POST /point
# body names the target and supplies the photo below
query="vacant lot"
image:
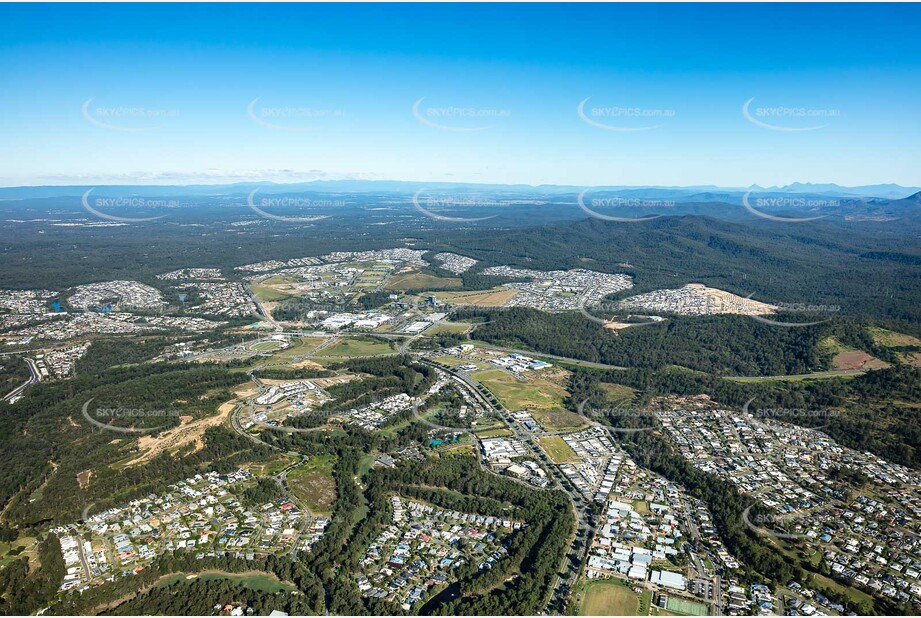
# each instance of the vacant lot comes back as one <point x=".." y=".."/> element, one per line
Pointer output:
<point x="516" y="394"/>
<point x="254" y="580"/>
<point x="617" y="393"/>
<point x="314" y="484"/>
<point x="558" y="450"/>
<point x="686" y="607"/>
<point x="496" y="297"/>
<point x="609" y="598"/>
<point x="356" y="347"/>
<point x="857" y="359"/>
<point x="449" y="327"/>
<point x="891" y="339"/>
<point x="420" y="281"/>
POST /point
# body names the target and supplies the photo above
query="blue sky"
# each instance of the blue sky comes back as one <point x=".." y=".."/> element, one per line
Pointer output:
<point x="160" y="93"/>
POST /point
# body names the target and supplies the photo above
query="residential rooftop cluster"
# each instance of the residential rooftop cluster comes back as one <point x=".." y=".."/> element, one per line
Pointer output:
<point x="697" y="299"/>
<point x="559" y="290"/>
<point x="600" y="461"/>
<point x="455" y="263"/>
<point x="116" y="296"/>
<point x="20" y="302"/>
<point x="868" y="533"/>
<point x="205" y="514"/>
<point x="191" y="274"/>
<point x="373" y="415"/>
<point x="424" y="545"/>
<point x="221" y="298"/>
<point x="59" y="363"/>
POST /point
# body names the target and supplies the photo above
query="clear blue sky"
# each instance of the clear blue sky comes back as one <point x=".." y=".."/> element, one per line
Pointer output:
<point x="170" y="86"/>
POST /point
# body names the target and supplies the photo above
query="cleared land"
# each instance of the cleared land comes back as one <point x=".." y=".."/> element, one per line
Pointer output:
<point x="420" y="281"/>
<point x="449" y="327"/>
<point x="517" y="395"/>
<point x="496" y="297"/>
<point x="356" y="347"/>
<point x="617" y="393"/>
<point x="314" y="484"/>
<point x="542" y="397"/>
<point x="686" y="607"/>
<point x="609" y="598"/>
<point x="255" y="580"/>
<point x="857" y="359"/>
<point x="558" y="450"/>
<point x="892" y="339"/>
<point x="453" y="361"/>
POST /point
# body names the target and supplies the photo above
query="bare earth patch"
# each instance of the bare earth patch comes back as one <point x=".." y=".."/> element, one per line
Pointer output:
<point x="188" y="432"/>
<point x="857" y="359"/>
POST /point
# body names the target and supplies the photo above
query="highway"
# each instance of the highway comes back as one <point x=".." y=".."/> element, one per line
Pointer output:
<point x="34" y="378"/>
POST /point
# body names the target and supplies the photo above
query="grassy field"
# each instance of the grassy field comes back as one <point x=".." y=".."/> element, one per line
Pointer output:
<point x="299" y="347"/>
<point x="608" y="598"/>
<point x="516" y="394"/>
<point x="685" y="607"/>
<point x="500" y="432"/>
<point x="272" y="466"/>
<point x="557" y="449"/>
<point x="819" y="375"/>
<point x="266" y="346"/>
<point x="453" y="361"/>
<point x="558" y="419"/>
<point x="543" y="398"/>
<point x="349" y="347"/>
<point x="266" y="293"/>
<point x="449" y="327"/>
<point x="24" y="546"/>
<point x="495" y="297"/>
<point x="314" y="484"/>
<point x="891" y="339"/>
<point x="617" y="394"/>
<point x="265" y="582"/>
<point x="420" y="281"/>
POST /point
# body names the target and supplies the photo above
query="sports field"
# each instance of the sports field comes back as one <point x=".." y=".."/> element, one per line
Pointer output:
<point x="686" y="607"/>
<point x="608" y="598"/>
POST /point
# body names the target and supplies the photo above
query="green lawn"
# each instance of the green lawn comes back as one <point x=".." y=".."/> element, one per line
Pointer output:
<point x="356" y="346"/>
<point x="609" y="598"/>
<point x="685" y="607"/>
<point x="265" y="582"/>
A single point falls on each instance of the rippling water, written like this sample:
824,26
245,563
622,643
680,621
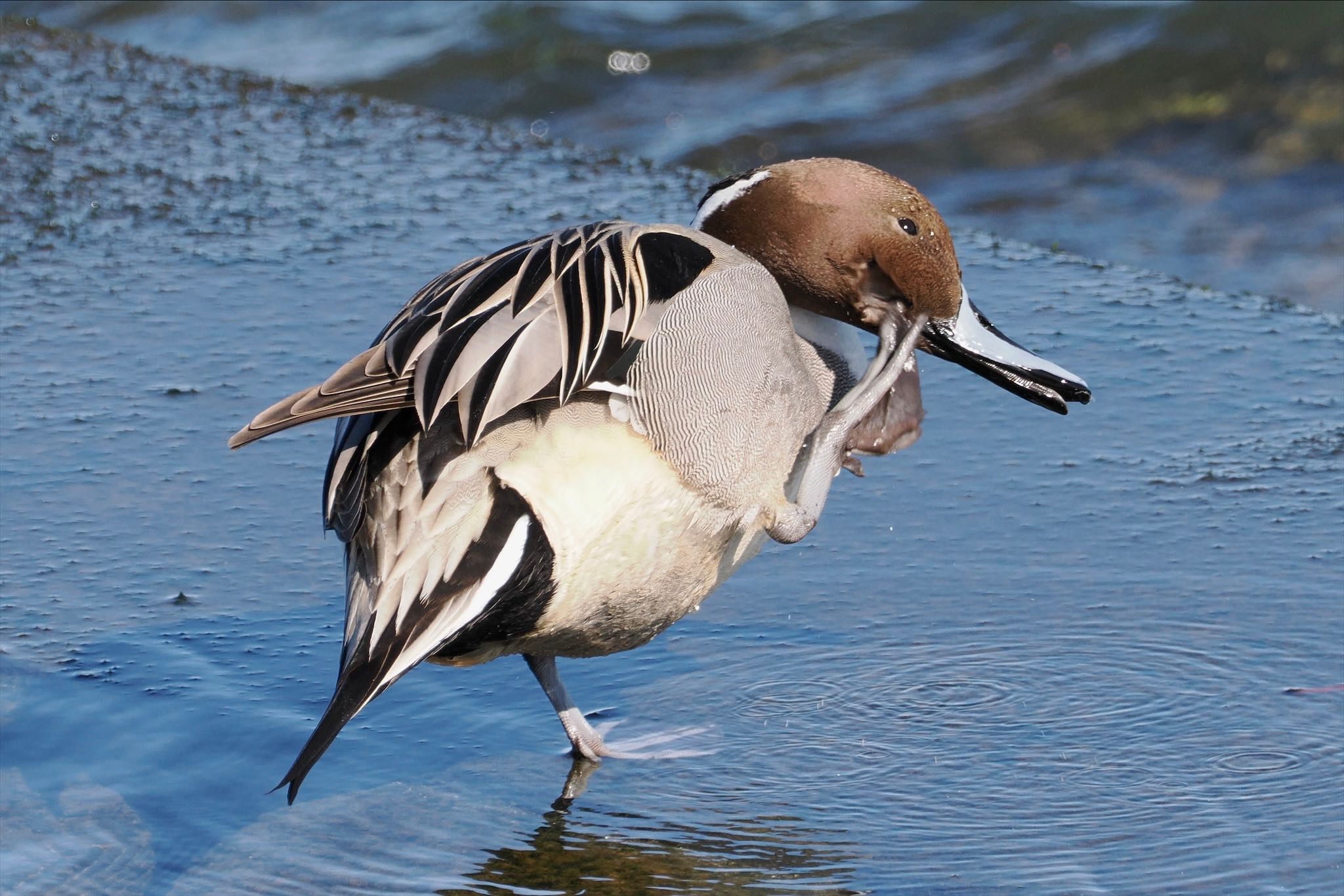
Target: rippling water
1093,653
1205,140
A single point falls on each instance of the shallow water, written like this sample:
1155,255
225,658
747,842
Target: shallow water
1205,140
1042,653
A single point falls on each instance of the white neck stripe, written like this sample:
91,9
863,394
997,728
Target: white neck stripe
724,195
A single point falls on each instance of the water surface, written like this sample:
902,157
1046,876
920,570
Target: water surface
1205,140
1037,653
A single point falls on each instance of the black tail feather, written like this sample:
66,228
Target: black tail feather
356,687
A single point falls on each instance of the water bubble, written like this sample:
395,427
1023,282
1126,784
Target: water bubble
621,62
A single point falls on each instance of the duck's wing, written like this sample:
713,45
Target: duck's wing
538,320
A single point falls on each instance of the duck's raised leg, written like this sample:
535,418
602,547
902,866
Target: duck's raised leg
827,446
588,741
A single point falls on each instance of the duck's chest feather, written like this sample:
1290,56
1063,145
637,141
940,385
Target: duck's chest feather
635,548
656,504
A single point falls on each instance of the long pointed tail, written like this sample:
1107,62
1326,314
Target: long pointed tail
354,689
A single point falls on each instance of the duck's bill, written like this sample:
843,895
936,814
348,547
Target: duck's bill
972,342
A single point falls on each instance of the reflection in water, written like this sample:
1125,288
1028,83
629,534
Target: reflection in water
1062,670
585,851
471,833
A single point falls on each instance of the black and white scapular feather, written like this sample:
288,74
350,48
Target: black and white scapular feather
562,448
491,335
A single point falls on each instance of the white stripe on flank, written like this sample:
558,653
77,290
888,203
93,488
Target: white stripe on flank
833,336
467,607
969,333
718,199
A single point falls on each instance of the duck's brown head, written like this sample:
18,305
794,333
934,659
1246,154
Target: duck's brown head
852,242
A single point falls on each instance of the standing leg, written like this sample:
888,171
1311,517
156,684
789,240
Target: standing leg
586,739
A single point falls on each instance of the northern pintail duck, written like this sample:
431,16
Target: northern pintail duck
561,448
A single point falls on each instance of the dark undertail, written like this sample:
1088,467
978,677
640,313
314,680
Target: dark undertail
355,688
511,613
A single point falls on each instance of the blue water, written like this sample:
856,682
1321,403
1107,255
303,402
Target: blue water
1198,138
1031,653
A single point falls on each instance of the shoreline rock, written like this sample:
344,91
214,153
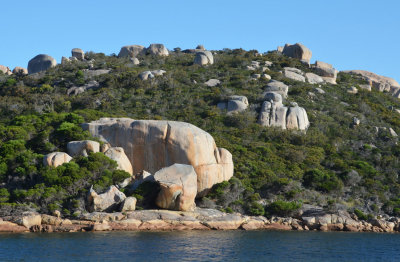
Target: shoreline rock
199,219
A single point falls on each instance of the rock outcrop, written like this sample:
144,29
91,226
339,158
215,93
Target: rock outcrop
274,114
314,79
5,70
83,148
41,63
294,74
157,49
117,154
380,83
56,159
298,51
151,74
204,58
277,87
178,185
20,71
234,104
132,51
326,71
151,145
108,201
78,54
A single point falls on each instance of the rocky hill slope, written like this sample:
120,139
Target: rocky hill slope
300,134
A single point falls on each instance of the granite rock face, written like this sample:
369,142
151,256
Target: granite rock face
56,159
204,58
78,54
117,154
83,148
157,49
274,114
178,185
132,51
152,145
108,201
41,63
298,51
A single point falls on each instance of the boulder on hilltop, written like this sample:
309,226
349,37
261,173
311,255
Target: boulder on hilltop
40,63
298,51
152,145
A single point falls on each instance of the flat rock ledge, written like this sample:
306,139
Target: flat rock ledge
200,219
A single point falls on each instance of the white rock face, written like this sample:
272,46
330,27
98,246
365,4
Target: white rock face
151,74
294,74
298,51
178,187
235,104
151,145
313,78
41,63
56,159
212,82
381,83
204,58
83,148
158,50
327,71
274,114
5,70
132,51
277,87
108,201
117,154
129,204
78,54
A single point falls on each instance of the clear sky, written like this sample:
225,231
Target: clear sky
350,34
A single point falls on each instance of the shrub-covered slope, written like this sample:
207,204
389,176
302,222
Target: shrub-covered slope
335,164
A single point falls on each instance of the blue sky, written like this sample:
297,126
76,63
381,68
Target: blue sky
350,34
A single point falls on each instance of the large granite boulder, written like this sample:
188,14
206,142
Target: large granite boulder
108,201
294,74
56,159
117,154
381,83
274,114
298,51
20,71
41,63
151,145
277,87
326,71
313,78
132,51
78,54
83,148
178,185
157,49
204,58
234,104
5,70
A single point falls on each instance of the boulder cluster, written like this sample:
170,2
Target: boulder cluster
184,159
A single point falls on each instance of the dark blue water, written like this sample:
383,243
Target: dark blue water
200,246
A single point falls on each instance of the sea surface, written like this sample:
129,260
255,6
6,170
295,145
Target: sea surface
200,246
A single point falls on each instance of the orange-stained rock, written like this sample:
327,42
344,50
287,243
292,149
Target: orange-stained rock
151,145
6,226
117,154
178,185
277,226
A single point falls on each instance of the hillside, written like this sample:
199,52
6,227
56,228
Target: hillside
347,159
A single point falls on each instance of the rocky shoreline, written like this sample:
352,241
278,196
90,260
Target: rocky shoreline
200,219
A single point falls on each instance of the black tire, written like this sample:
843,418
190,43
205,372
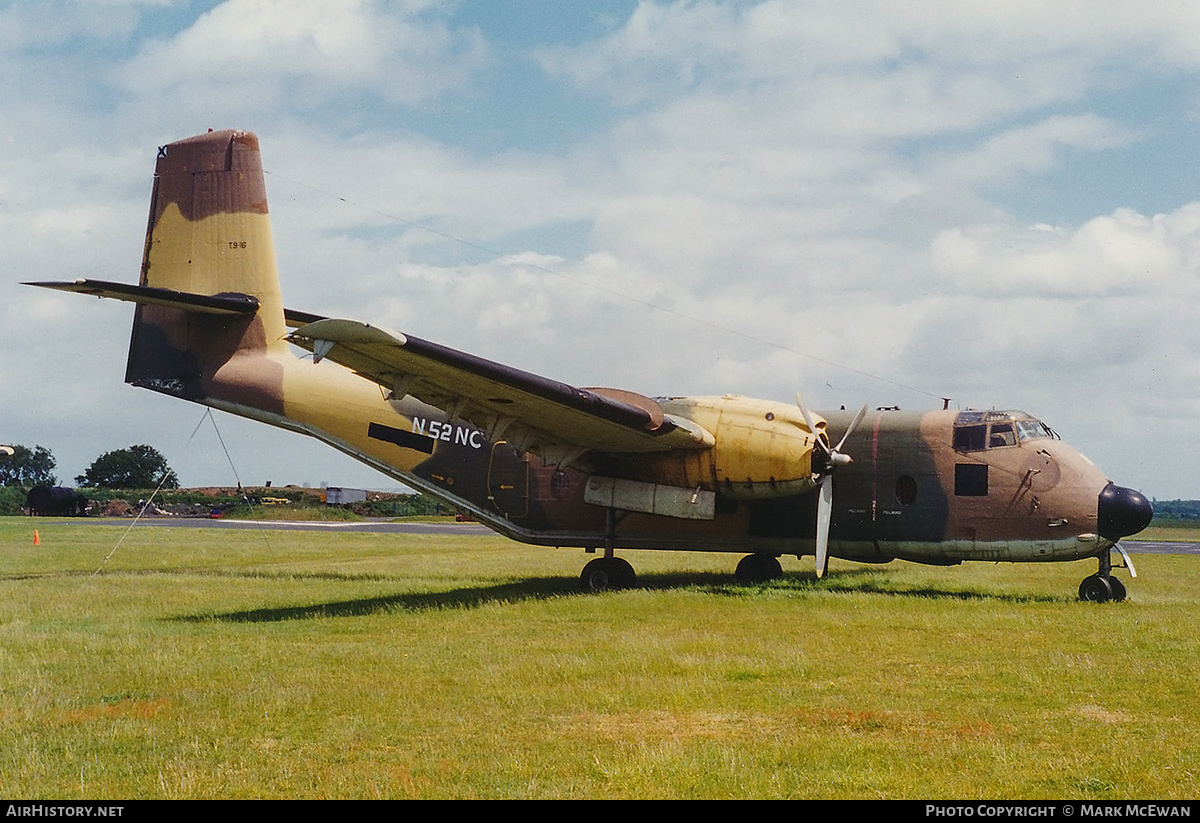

• About this task: Since only a count is wanted, give the number of lines in the listing that contain the word "vacant".

• Your solution: 2